Close Hauled

Divided back, artist-signed postcard. Postmarked August 8, 1910 from San Francisco, California. Artist: D. P. Crane. Publisher:  H. G. Zimmerman & Co., Chicago, IL.

Price:  $8.00

Addressed to:   “Mrs. A. Schweitzer, Napa, Calif. Box 253”

The sender wrote:   S. F.  8/8/1910   Dear Lena:- Again home with the folks again. [?] comes the 1st of Sept then we will come up for the day. All O.K. here. Love to all at home. [Dodie?]  1228 Octavia St.”

We didn’t find a match in online records for the sender of the card at the given address:  She is findable, most likely, but would require some heavy searching. So, moving on to the recipient: The 1910 Federal Census for San Francisco shows Lena Schweitzer, age 38 with husband Alvin, age 35, and their nine year old son, Seymour L. Both Albert and Lena were born in Germany, and Seymour was born in New York.

“Close-hauled” is a sailing term – one of many “point of sail” references. A quick definition from the Merriam-Webster dictionary is:  “having the sails set for sailing as nearly against the wind as the vessel will go.”  But see the Wiki link below for a more detailed explanation.

Sources:  Year: 1910; Census Place: Napa Ward 2, Napa, California; Roll: T624_90; Page: 6A; Enumeration District: 0080; FHL microfilm: 1374103. (Ancestry.com).

Close-hauled. https://www.merriam-webster.com/dictionary/close-hauled (accessed June 9, 2020).

Point of Sail. n.d. https://en.wikipedia.org/wiki/Point_of_sail (accessed June 9, 2020).

I’m In With All The Swells!

Divided back postcard. Postmarked December 18, 1913 from Wichita, Kansas. Publisher:  Williamson-Haffner Co., Denver, Colorado. Artist name unknown.

Price:  $12.00

Addressed to:   “Mrs. Ida McFrederick, Harper, Kans, Route 3.”

The sender wrote:  “Dec 18 – 1913. send my mail up here. Hello Ma, Guess I won’t be home Sat. so don’t look for me until you see me. am working now. by by   Florence.”

Per Walter E. Corson’s, Publishers’ Trademarks Identified, the publishing house is the Williamson-Haffner Company, of Denver. So, the initials appearing at the bottom left corner of the illustration must be those of the artist. (Name unknown at this point, but maybe we’ll find out later.)

Thanks, Florence (for passing along) the wonderful phrase on the card, “Don’t look for me until you see me.”  Might remind you of the conundrum we find ourselves in when we contemplate time travel…..and some of the great comedic vignettes we’re familiar with:  Two that come to mind are Joe talking to Frito at the Costco Shuttle in Idiocracy, and one of Big Bang’s segments, something along the lines of, “Okay, we agree that if one of us invents a time machine, we’ll meet right here at exactly (whatever o’clock.)” They look around the room, and then….damn, disappointment. (Not sure – President Not Sure? 😉 ) what episode this was from and this is only from memory, but you probably know the one I mean.)

Your objective:
Copy the postcard listings again starting at "Point of Sail." and ending at "find out later.)", substituting "Topeka" for "Wichita".

Data block:
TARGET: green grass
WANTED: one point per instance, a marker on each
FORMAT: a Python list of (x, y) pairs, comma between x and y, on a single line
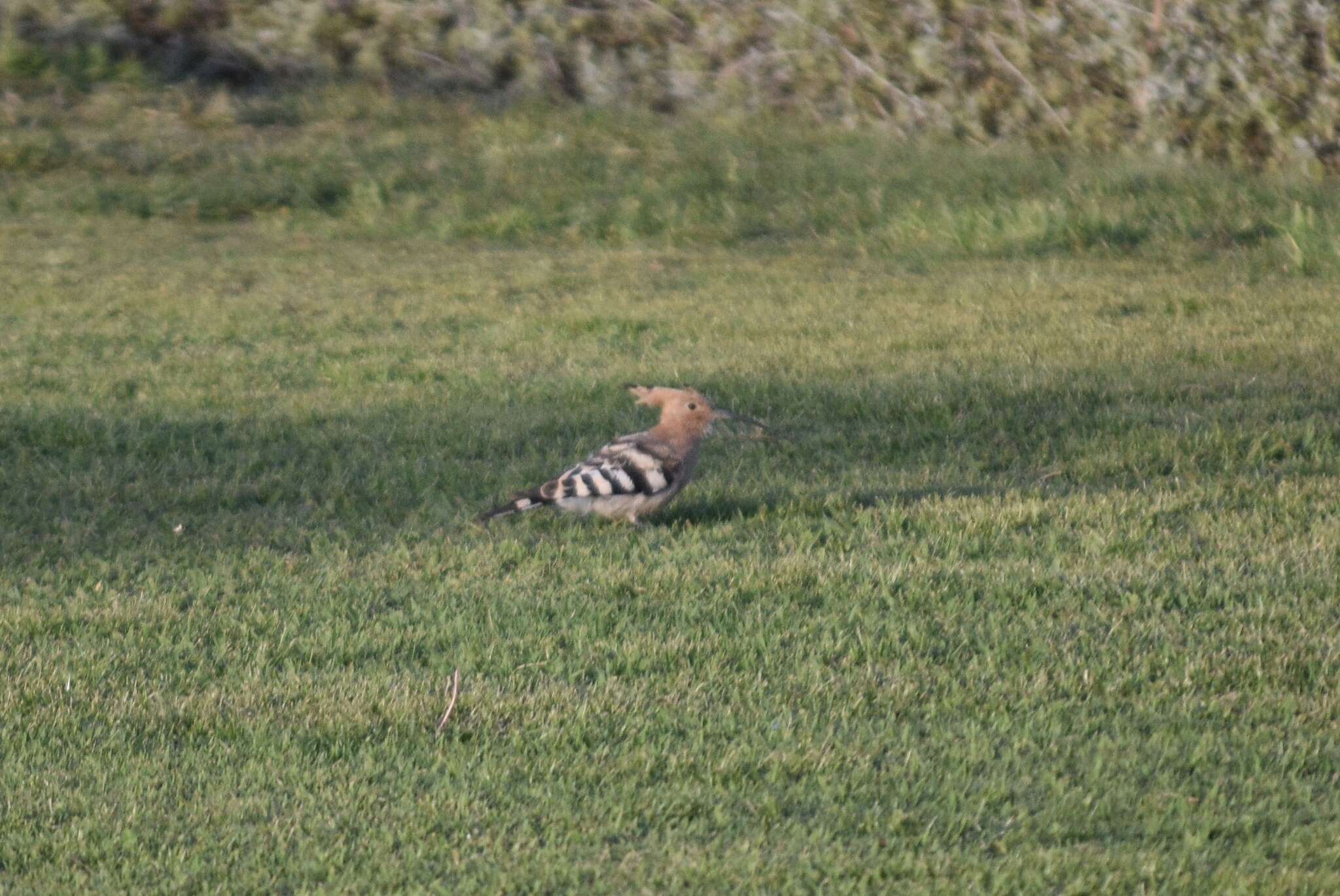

Right answer:
Point of Sail. n.d. https://en.wikipedia.org/wiki/Point_of_sail (accessed June 9, 2020).

I’m In With All The Swells!

Divided back postcard. Postmarked December 18, 1913 from Topeka, Kansas. Publisher:  Williamson-Haffner Co., Denver, Colorado. Artist name unknown.

Price:  $12.00

Addressed to:   “Mrs. Ida McFrederick, Harper, Kans, Route 3.”

The sender wrote:  “Dec 18 – 1913. send my mail up here. Hello Ma, Guess I won’t be home Sat. so don’t look for me until you see me. am working now. by by   Florence.”

Per Walter E. Corson’s, Publishers’ Trademarks Identified, the publishing house is the Williamson-Haffner Company, of Denver. So, the initials appearing at the bottom left corner of the illustration must be those of the artist. (Name unknown at this point, but maybe we’ll find out later.)